Polymeric membranes customized with super paramagnetic iron oxide nanoparticles for effective separation of pentachlorophenol and proteins in aqueous solution

Abstract

Fouling is one of the substantial problems faced by membrane filtration industries. Nanocomposite polymeric membranes are customized for improved fouling resistance to overcome this issue. In the present study, super paramagnetic iron oxide nano additives (SPIONs) are incorporated into a polymer mixture containing poly(ether-ether sulfone)/poly(methyl vinyl ether-alt-maleic acid) to prepare a unique nanocomposite polymeric ultrafiltration membrane. The presence of the nanoparticle in the synthesized nanocomposite membrane was analyzed by SEM, ATR-FTIR and XRD. The antifouling, rejection, and permeation properties of PEES/PMVEAMA/SPIONs hybrid membranes were analyzed using pollutant pentachlorophenol and protein molecules. The tailored polymeric membrane exhibited excellent porosity (81%), water content (46.8%), molecular weight cut off (20 kDa), and mean pore radius (4.1nm) by the addition of 1.5 wt% of iron oxide. The pure water flux of the PEES/PMVEAMA/SPIONs membrane (361.47 Lm−2h−1) was improved significantly when compared to the pristine membrane (349.2 Lm−2h−1). The increasing concentration of SPIONs augmented the permeation flux and exhibited excellent solute rejection of 289 Lm−2h−1 and 43%, respectively, for pentachlorophenol. The rejection percentage of protein molecules is in the order of bovine serum albumin (BSA)> egg albumin >pepsin>trypsin. The modified membranes exhibited a higher flux recovery ratio and reduced the irreversible fouling. Overall, the polymeric membrane modified with SPIONs provides a new vision to membrane industries to enhance the antifouling properties.

○ ○ ○

#### TASK REQUIREMENTS
Copy the entire abstract above on iron oxide nanoparticle membranes, word for word.

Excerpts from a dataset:
○ ○ ○

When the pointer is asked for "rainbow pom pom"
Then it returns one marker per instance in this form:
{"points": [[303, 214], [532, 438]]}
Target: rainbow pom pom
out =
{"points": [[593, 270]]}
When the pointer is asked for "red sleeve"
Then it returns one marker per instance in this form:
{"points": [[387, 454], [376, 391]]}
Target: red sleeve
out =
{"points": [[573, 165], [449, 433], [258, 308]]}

○ ○ ○

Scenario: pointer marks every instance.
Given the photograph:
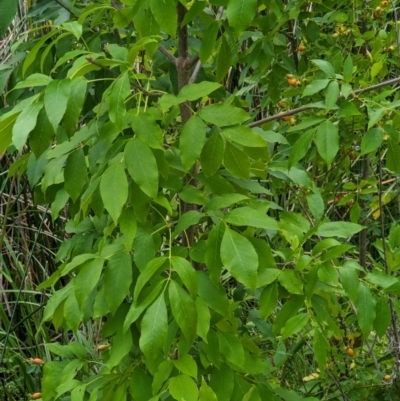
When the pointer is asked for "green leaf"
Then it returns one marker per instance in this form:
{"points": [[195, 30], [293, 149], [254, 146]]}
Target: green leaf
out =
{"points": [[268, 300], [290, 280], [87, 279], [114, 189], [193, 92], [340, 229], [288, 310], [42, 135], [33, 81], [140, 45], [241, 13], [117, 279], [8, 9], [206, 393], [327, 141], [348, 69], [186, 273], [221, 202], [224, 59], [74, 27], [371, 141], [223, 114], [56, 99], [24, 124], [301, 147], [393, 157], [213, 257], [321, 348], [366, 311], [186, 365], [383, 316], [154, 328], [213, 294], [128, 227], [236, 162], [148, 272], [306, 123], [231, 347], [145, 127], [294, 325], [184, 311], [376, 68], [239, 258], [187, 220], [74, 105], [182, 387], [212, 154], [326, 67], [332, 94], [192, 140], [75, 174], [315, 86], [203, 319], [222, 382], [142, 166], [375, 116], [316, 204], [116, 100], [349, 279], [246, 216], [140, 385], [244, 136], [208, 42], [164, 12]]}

○ ○ ○

#### SOLUTION FOR THIS PROBLEM
Polymeric membranes customized with super paramagnetic iron oxide nanoparticles for effective separation of pentachlorophenol and proteins in aqueous solution

Abstract

Fouling is one of the substantial problems faced by membrane filtration industries. Nanocomposite polymeric membranes are customized for improved fouling resistance to overcome this issue. In the present study, super paramagnetic iron oxide nano additives (SPIONs) are incorporated into a polymer mixture containing poly(ether-ether sulfone)/poly(methyl vinyl ether-alt-maleic acid) to prepare a unique nanocomposite polymeric ultrafiltration membrane. The presence of the nanoparticle in the synthesized nanocomposite membrane was analyzed by SEM, ATR-FTIR and XRD. The antifouling, rejection, and permeation properties of PEES/PMVEAMA/SPIONs hybrid membranes were analyzed using pollutant pentachlorophenol and protein molecules. The tailored polymeric membrane exhibited excellent porosity (81%), water content (46.8%), molecular weight cut off (20 kDa), and mean pore radius (4.1nm) by the addition of 1.5 wt% of iron oxide. The pure water flux of the PEES/PMVEAMA/SPIONs membrane (361.47 Lm−2h−1) was improved significantly when compared to the pristine membrane (349.2 Lm−2h−1). The increasing concentration of SPIONs augmented the permeation flux and exhibited excellent solute rejection of 289 Lm−2h−1 and 43%, respectively, for pentachlorophenol. The rejection percentage of protein molecules is in the order of bovine serum albumin (BSA)> egg albumin >pepsin>trypsin. The modified membranes exhibited a higher flux recovery ratio and reduced the irreversible fouling. Overall, the polymeric membrane modified with SPIONs provides a new vision to membrane industries to enhance the antifouling properties.